PASSAGE PROVIDED Start Marker

- Convenors:
-
Sarah Sutcliffe
(University of Manchester)
José Pablo Prado Córdova (Universidad de San Carlos de Guatemala)
Kalani Foster (University of Manchester)
Rose Pritchard (University of Manchester)
Giacomo Delgado (ETH Zurich)
Melissa Chapman
- Format:
- Panel
Format/Structure
The first half of the panel will consist of standard paper presentations, followed by a combined panel style Q&A and then breakout discussion groups.
Long Abstract
From rising inequality to rising oceans, the intertwined social and ecological crises of the 21stcentury demand new approaches to environmental governance. Conservation has become a central arena where competing visions of justice, control, and sustainable use are negotiated. Emergent technologies such as high-resolution remote sensing, AI and machine learning, Smart Earth tech and environmental genomics now offer an unprecedented capacity to monitor, model, and evaluate conservation interventions across spatial and temporal scales, and are rapidly being adopted by conservation actors. These technical capacities are fundamentally changing the way that data is produced and analysed, however they risk obscuring the underlying power dynamics that shape how this work is conducted and the resulting environmental policies and interventions. Moreover, despite the potential these methodological improvements provide for more holistic analysis, evaluation criteria frequently remain confined to narrow ecological or economic metrics, overlooking social, political, and historical dimensions.

PASSAGE PROVIDED End Marker

:: WORK TASK 1 ::
Please reproduce part of the panel description word for word, beginning at the words "Kalani Foster (University" and stopping after "breakout discussion groups.".
:: WORK TASK 2 ::
Name every convenor listed in the panel description.
:: WORK TASK 3 ::
According to the panel description, what follows the standard paper presentations?
The rows play no part in the work here.

LISTED ENTRIES Start Marker

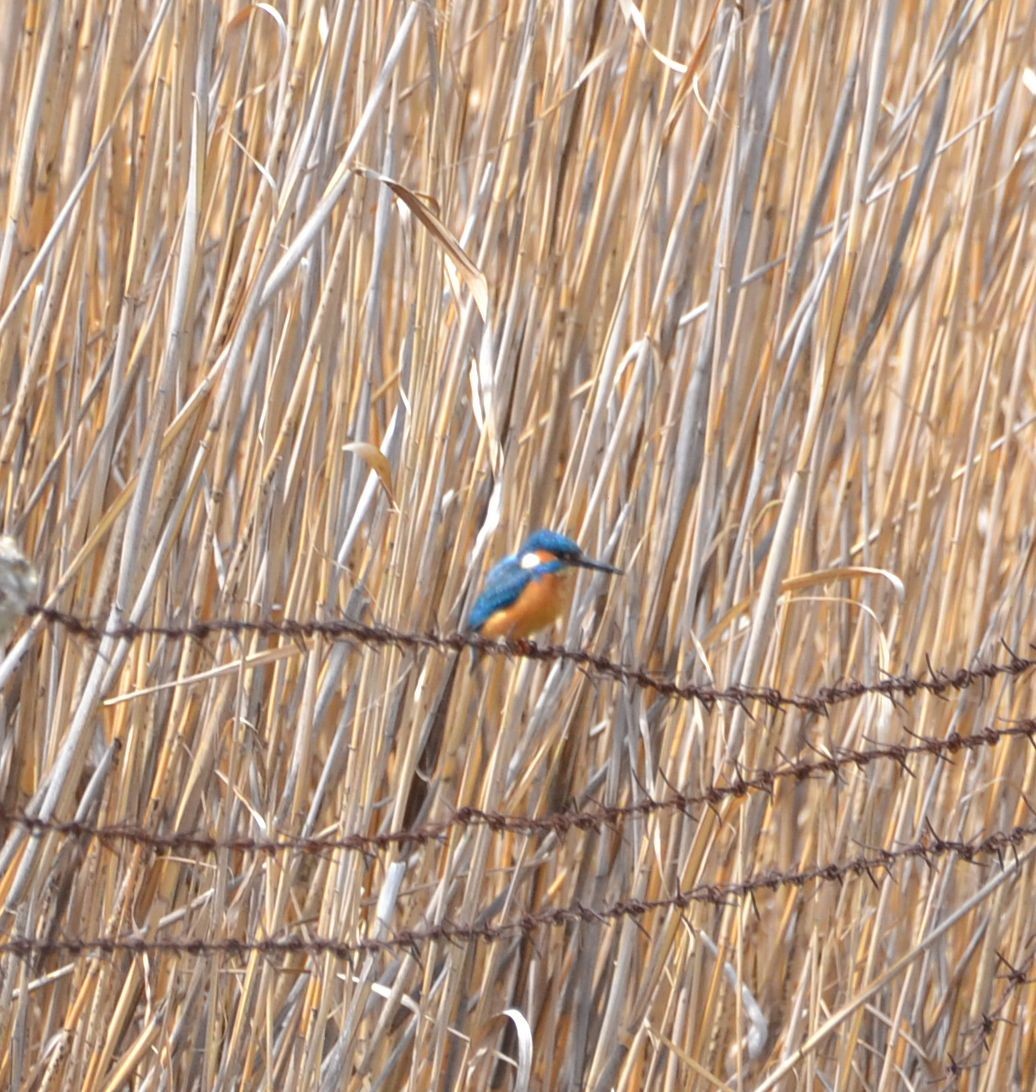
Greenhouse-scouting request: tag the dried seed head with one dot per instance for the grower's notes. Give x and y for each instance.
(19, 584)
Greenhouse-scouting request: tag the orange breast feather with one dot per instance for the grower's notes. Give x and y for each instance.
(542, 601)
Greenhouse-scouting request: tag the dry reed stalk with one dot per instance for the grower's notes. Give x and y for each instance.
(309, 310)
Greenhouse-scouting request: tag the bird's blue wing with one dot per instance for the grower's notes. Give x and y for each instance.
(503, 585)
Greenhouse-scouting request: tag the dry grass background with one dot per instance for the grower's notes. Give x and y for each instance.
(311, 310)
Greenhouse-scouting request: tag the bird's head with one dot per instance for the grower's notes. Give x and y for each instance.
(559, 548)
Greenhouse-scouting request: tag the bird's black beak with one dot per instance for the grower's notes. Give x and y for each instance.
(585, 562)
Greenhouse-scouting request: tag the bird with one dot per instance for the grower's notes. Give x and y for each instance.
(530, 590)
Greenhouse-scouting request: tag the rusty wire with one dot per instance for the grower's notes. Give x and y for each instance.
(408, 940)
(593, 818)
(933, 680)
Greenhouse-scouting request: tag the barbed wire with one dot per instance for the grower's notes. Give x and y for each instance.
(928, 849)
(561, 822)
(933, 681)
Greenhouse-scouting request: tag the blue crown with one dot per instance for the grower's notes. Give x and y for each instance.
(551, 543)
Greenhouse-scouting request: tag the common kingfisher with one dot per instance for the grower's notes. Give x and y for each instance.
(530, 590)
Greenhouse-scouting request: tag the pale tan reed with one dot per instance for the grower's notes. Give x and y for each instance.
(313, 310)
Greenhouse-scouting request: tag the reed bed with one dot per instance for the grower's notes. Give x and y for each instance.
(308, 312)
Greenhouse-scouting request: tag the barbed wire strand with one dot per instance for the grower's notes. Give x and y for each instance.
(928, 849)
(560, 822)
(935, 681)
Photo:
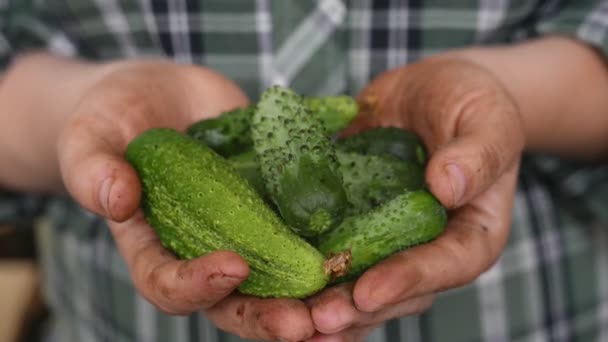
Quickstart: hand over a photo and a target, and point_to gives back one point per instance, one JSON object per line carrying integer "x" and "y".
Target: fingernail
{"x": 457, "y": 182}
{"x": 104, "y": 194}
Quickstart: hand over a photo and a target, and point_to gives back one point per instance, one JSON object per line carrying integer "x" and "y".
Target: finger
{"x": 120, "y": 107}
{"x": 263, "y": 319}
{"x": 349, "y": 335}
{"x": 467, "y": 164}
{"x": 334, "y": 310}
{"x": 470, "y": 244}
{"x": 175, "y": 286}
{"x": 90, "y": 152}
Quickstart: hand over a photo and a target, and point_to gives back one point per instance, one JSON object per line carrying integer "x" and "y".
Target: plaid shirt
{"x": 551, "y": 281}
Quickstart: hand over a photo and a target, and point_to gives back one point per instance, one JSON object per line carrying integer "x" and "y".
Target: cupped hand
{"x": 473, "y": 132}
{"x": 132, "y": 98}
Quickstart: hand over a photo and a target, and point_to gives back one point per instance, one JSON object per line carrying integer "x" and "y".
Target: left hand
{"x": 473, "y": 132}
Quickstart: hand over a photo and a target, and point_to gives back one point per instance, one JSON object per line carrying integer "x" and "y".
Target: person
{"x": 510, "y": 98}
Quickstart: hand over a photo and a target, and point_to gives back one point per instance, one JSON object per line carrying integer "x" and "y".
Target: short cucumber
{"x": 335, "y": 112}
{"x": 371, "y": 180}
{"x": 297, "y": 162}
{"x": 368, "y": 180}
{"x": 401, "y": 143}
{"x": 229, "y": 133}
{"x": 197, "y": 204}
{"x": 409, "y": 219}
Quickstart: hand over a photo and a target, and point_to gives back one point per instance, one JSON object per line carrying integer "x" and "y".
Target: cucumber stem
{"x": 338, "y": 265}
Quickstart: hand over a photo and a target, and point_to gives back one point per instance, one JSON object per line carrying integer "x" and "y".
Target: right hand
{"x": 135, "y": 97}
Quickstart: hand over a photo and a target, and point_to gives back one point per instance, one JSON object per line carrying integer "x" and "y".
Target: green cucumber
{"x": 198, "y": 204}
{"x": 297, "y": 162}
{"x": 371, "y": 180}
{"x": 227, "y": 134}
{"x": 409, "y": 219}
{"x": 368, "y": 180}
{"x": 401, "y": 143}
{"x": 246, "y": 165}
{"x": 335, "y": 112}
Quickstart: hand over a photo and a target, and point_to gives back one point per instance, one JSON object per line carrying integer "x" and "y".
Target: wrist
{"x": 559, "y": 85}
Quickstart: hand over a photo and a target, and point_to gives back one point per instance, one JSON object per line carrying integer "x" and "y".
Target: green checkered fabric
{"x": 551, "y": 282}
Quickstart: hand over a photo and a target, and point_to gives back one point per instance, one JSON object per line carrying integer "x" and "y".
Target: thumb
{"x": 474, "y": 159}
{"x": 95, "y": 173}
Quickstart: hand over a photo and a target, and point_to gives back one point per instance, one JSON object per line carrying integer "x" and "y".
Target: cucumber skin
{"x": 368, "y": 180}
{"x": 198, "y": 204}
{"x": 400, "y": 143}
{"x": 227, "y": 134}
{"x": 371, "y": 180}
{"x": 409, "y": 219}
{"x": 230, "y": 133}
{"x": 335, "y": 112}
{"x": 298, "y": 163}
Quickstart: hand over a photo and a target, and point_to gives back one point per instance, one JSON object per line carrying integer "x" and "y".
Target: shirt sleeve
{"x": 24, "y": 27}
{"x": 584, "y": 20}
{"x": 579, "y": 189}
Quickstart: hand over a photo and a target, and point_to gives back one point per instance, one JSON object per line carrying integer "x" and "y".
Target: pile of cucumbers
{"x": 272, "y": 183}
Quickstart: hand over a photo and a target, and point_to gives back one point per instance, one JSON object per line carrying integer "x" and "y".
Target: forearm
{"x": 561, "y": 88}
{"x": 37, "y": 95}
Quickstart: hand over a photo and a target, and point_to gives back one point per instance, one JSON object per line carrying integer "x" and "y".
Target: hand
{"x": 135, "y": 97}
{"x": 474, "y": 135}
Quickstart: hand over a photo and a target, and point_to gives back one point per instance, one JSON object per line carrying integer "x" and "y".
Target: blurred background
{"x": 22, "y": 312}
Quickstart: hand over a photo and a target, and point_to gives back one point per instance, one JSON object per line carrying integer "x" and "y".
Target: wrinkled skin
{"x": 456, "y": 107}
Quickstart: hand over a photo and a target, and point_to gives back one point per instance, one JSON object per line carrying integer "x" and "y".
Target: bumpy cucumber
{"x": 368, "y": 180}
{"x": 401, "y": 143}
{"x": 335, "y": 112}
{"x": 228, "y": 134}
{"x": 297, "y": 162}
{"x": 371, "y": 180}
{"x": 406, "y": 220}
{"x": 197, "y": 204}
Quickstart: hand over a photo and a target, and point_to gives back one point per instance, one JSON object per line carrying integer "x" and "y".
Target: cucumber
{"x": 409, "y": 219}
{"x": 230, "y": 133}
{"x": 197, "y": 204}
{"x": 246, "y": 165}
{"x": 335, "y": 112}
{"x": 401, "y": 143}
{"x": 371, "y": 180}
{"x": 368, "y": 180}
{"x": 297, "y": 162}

LISTED ENTRIES End Marker

:: RESPONSE AREA 1 ::
Kalani Foster (University of Manchester)
Rose Pritchard (University of Manchester)
Giacomo Delgado (ETH Zurich)
Melissa Chapman
- Format:
- Panel
Format/Structure
The first half of the panel will consist of standard paper presentations, followed by a combined panel style Q&A and then breakout discussion groups.

:: RESPONSE AREA 2 ::
Sarah Sutcliffe
José Pablo Prado Córdova
Kalani Foster
Rose Pritchard
Giacomo Delgado
Melissa Chapman

:: RESPONSE AREA 3 ::
A combined panel-style Q&A, then breakout discussion groups.